List each line below that contains the word "gravel".

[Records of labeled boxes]

....

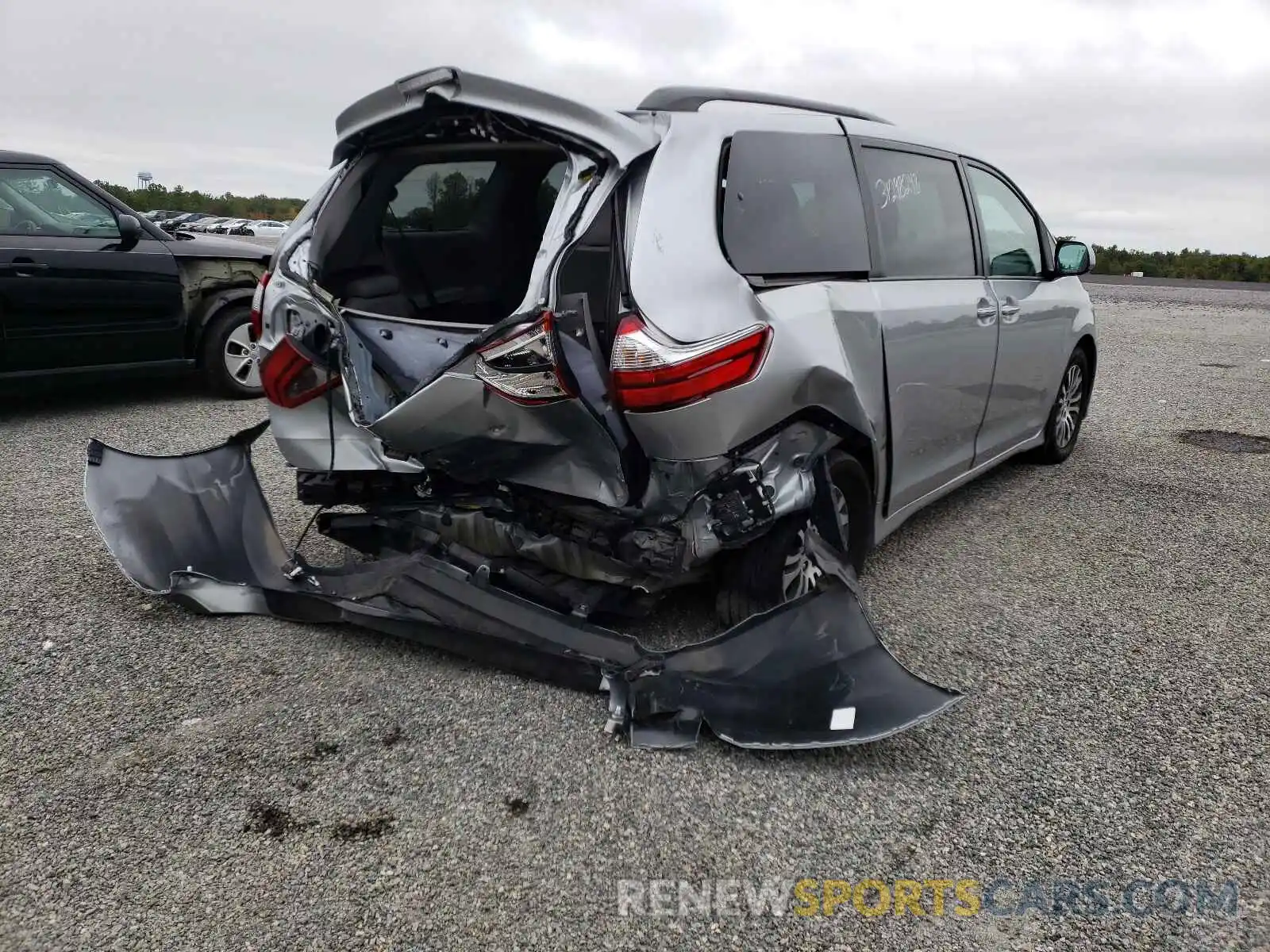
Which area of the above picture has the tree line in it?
[97,180,306,221]
[97,178,1270,282]
[1076,245,1270,282]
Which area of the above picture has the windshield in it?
[0,169,119,237]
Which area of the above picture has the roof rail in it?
[637,86,894,125]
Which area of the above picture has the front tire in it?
[201,305,264,400]
[715,453,874,627]
[1033,347,1092,466]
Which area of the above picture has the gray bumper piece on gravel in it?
[84,423,963,747]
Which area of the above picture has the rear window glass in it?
[383,161,494,231]
[861,148,976,278]
[720,132,868,275]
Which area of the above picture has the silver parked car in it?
[90,68,1097,747]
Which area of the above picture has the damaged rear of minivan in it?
[87,67,960,747]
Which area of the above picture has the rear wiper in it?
[743,271,868,288]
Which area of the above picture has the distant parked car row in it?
[144,208,291,237]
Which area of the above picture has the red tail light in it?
[475,311,574,406]
[260,338,339,409]
[252,271,273,340]
[608,313,772,411]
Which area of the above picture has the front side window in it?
[383,161,494,231]
[861,146,976,278]
[720,131,870,277]
[969,167,1043,278]
[0,169,119,237]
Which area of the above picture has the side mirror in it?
[1054,241,1094,278]
[116,214,146,245]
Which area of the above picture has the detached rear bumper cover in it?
[84,424,961,747]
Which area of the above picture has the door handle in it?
[4,258,48,278]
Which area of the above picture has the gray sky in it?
[0,0,1270,254]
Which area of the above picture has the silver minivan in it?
[90,67,1097,747]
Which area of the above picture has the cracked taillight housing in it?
[260,338,341,410]
[475,311,574,406]
[608,313,772,413]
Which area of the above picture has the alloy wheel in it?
[225,324,260,390]
[1054,363,1084,448]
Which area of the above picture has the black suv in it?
[0,151,269,397]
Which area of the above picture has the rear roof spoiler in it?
[334,66,660,167]
[637,86,894,125]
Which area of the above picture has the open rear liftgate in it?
[84,423,961,747]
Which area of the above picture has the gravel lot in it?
[0,284,1270,952]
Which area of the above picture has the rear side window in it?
[861,146,976,278]
[720,131,868,277]
[383,161,494,231]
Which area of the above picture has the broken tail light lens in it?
[260,338,339,410]
[252,271,273,340]
[475,311,574,406]
[608,313,772,413]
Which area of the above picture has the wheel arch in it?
[1076,334,1099,417]
[186,284,256,366]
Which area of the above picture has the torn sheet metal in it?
[84,424,961,747]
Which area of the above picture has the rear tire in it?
[715,453,874,627]
[1033,347,1091,466]
[199,305,264,400]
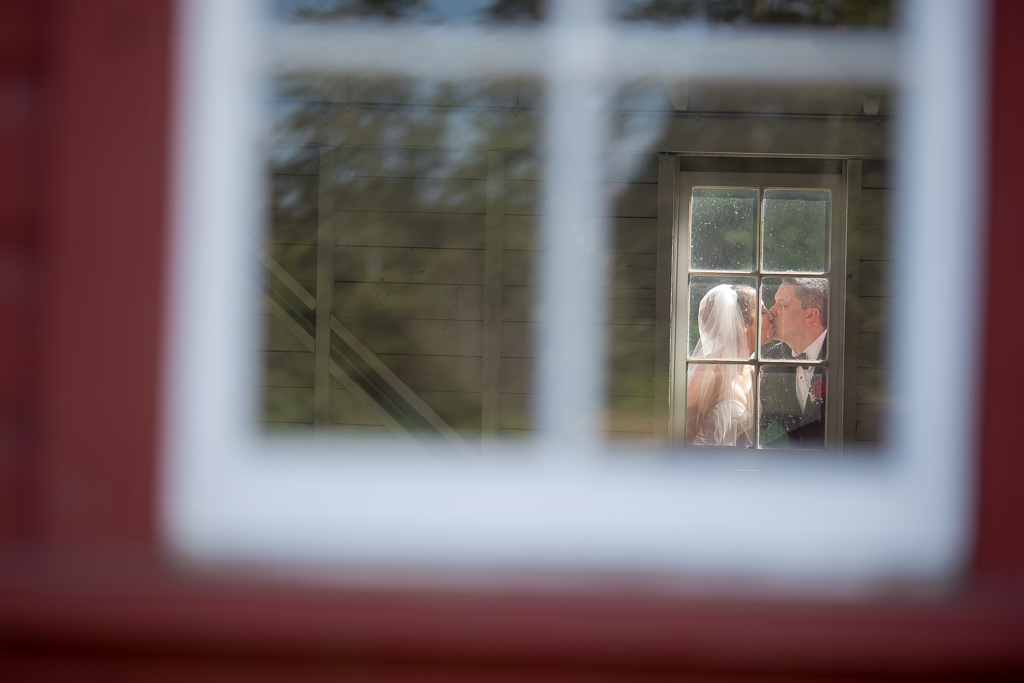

....

→ **Exercise answer**:
Which area of the above picture has the gray bumper piece on gravel in it?
Which area of the above picture has the gravel lot in it?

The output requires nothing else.